**Exercise instructions**
Report every line from the following entries that contains the string "ocean".

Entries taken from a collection
——
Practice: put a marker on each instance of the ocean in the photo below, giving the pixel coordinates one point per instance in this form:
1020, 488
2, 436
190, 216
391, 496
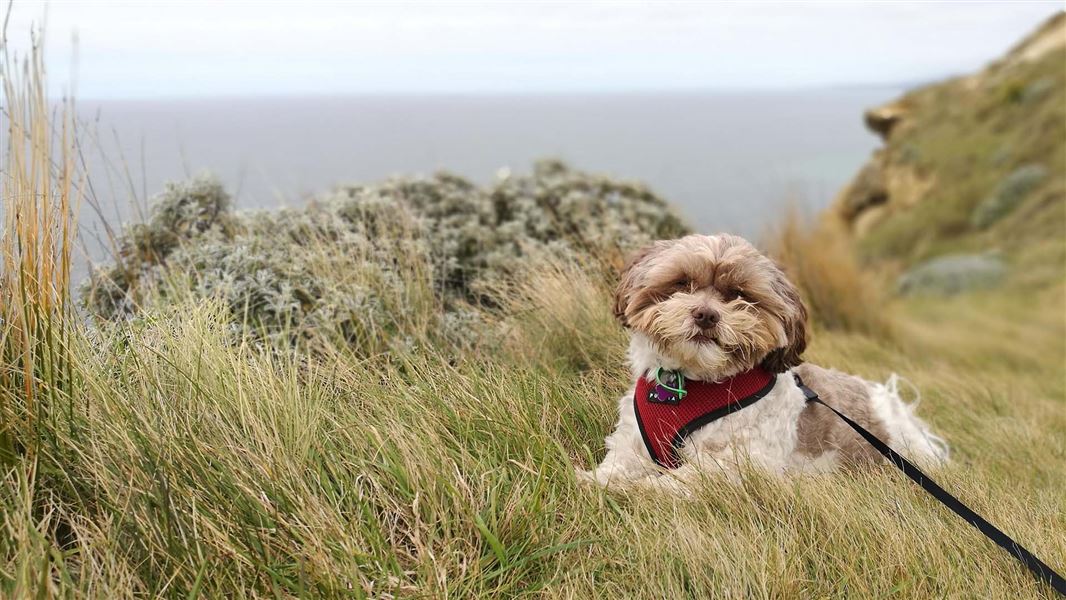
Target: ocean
——
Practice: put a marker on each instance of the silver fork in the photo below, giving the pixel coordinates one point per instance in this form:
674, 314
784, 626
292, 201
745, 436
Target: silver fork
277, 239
——
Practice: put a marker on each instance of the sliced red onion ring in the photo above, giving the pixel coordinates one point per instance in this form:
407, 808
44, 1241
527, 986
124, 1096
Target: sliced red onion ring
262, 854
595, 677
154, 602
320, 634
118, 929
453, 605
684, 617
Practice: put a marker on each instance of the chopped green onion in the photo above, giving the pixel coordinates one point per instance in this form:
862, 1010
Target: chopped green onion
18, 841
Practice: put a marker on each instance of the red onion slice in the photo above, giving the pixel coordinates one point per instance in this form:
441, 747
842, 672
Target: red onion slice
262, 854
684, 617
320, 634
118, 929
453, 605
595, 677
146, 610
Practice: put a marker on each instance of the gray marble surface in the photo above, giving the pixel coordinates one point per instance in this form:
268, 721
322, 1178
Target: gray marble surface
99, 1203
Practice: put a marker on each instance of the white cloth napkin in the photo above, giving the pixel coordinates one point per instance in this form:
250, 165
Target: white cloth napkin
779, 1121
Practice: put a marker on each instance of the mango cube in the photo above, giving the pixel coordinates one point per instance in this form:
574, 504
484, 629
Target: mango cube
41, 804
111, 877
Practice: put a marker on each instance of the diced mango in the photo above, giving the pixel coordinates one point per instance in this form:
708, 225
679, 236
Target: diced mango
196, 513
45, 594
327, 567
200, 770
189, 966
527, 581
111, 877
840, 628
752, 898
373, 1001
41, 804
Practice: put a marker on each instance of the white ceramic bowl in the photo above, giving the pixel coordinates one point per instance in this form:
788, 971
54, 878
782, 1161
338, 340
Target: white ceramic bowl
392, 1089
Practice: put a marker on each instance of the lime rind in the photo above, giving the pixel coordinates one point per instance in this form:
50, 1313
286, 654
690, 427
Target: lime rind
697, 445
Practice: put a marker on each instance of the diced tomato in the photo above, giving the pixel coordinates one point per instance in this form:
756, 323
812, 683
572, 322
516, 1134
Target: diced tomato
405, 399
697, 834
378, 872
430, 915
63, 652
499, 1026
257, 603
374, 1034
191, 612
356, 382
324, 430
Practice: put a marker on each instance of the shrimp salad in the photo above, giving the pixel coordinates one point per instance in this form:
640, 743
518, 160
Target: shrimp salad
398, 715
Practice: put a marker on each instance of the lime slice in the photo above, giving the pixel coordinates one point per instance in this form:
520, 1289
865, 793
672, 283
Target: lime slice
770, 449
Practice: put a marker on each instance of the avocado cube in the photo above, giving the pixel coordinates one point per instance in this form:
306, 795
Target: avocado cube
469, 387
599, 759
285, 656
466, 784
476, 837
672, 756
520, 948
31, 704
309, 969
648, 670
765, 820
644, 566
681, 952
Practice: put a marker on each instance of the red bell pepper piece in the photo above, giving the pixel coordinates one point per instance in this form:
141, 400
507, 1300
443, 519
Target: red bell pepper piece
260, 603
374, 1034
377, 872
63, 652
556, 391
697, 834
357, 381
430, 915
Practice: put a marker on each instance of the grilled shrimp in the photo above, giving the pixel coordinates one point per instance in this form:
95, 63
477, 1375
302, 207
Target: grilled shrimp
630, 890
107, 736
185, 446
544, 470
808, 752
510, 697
——
**Answer for the task**
Practice: put a marker on each instance of the ocean in the photo below, giving the pixel coordinates one point per instance in this form:
Target: ocean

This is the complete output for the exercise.